### [Goal of the exercise]
Copy out the part of the passage that opens with the words containing "Joint Counts Bookkeeping" and closes with "the next rule.", swapping "candidate" for "contender".

### [Passage]
----

Finding the pair of symbols with counts \((n_0,n_1)\) and joint count \(n_{01}\) which minimizes this function is sufficient to find the rule to introduce which locally maximizes the compressibility of the entire encoding.

As long as this loss—together with \(N\)’s term—offsets the increase in code length from terms \(\{m,\mathrm{\bf r}\}\) incurred by an introduction, we grow the dictionary (rule set).

Implementation

We implement a greedy algorithm that, given a text file, repeatedly combines the pair of symbols that brings the greatest reduction in the overall information content until no pair produces a loss below zero. We log the introduced construction rules and information content at each step.

The program is written in Haskell:

Optimizations

A number of additional optimizations were required to run the program on inputs of significant length in a reasonable amount of time.

They mostly consist of maintaining different partial values required in the selection of optimal introductions.

Counts Bookkeeping

First, as most of the symbol counts \(n_0,n_1,\ldots,n_{m-1}\) stay constant between rule introductions, the count vector (\(O(m)\) space) is obviously preserved between iterations and only those affected by the introduced rule (the counts of the parts and the count of the new symbol) get modified. This can be achieved in \(O(1)\) time with a mutable dynamic array.

Joint Counts Bookkeeping

Similarly, the joint counts (number of times each pair of symbols appear together) vary only slightly between iterations. The whole joint count map (\(O(m^2)\) space) is therefore preserved as each is a potential candidate for the next rule.

When rewriting the string with the introduced rule \((s_0,s_1) \mapsto s_{01}\), symbols occurring immediately before \(s_0\) and immediately after \(s_1\) are subject to have their joint count with the respective part decremented and the joint count with \(s_{01}\) incremented.

Joint Positions Bookkeeping

With the above optimizations, the program can handle strings of thousands (KB) up to a million (MB) symbols.

At this point, the operation taking by far most of the run time on large strings is the \(O(N)\) pass over the input required to

  1. rewrite joint occurrences of \((s_0,s_1)\) into \(s_{01}\) and

  2. update joint counts at sites where \(s_{01}\) gets written

The cost of this operation is especially noticeable after the first few symbols have been introduced and joint counts—for a sample of natural text—fall sharply following a Pareto-like drop into a very long tail. The algorithm then spends most of its time performing uneventful \(O(N)\) scans of the working string, looking for the few locations where the joint it has already decided to introduce appears.

----

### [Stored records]
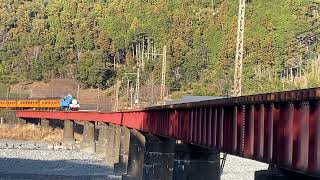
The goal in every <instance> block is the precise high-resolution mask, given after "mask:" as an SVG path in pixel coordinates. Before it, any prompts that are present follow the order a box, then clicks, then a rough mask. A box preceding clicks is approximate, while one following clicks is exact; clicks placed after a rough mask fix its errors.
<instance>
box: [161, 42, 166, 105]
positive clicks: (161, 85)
mask: <svg viewBox="0 0 320 180" xmlns="http://www.w3.org/2000/svg"><path fill="white" fill-rule="evenodd" d="M166 66H167V47H166V46H164V47H163V53H162V73H161V89H160V97H161V100H163V98H164V96H165V91H166Z"/></svg>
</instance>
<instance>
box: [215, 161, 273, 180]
mask: <svg viewBox="0 0 320 180" xmlns="http://www.w3.org/2000/svg"><path fill="white" fill-rule="evenodd" d="M268 167H269V165H268V164H265V163H261V162H257V161H253V160H249V159H244V158H240V157H236V156H231V155H228V156H227V161H226V164H225V166H224V170H223V174H222V176H221V180H254V172H255V171H259V170H266V169H268Z"/></svg>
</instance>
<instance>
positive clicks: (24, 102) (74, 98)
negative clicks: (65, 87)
mask: <svg viewBox="0 0 320 180" xmlns="http://www.w3.org/2000/svg"><path fill="white" fill-rule="evenodd" d="M1 108H6V109H17V110H24V109H32V110H72V111H78V110H79V108H80V105H79V101H78V100H77V99H75V98H73V97H72V96H71V95H68V96H65V97H64V98H63V99H59V98H46V99H39V98H30V99H10V100H8V99H0V109H1Z"/></svg>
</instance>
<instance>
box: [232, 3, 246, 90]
mask: <svg viewBox="0 0 320 180" xmlns="http://www.w3.org/2000/svg"><path fill="white" fill-rule="evenodd" d="M245 4H246V2H245V0H239V14H238V31H237V49H236V59H235V71H234V95H235V96H241V95H242V67H243V39H244V23H245Z"/></svg>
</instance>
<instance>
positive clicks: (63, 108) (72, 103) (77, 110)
mask: <svg viewBox="0 0 320 180" xmlns="http://www.w3.org/2000/svg"><path fill="white" fill-rule="evenodd" d="M60 108H61V109H62V110H71V111H78V110H79V108H80V105H79V102H78V100H77V99H75V98H74V97H73V96H72V95H70V94H68V95H67V96H65V97H64V98H63V99H62V100H61V102H60Z"/></svg>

----

### [Exercise response]
Joint Counts Bookkeeping

Similarly, the joint counts (number of times each pair of symbols appear together) vary only slightly between iterations. The whole joint count map (\(O(m^2)\) space) is therefore preserved as each is a potential contender for the next rule.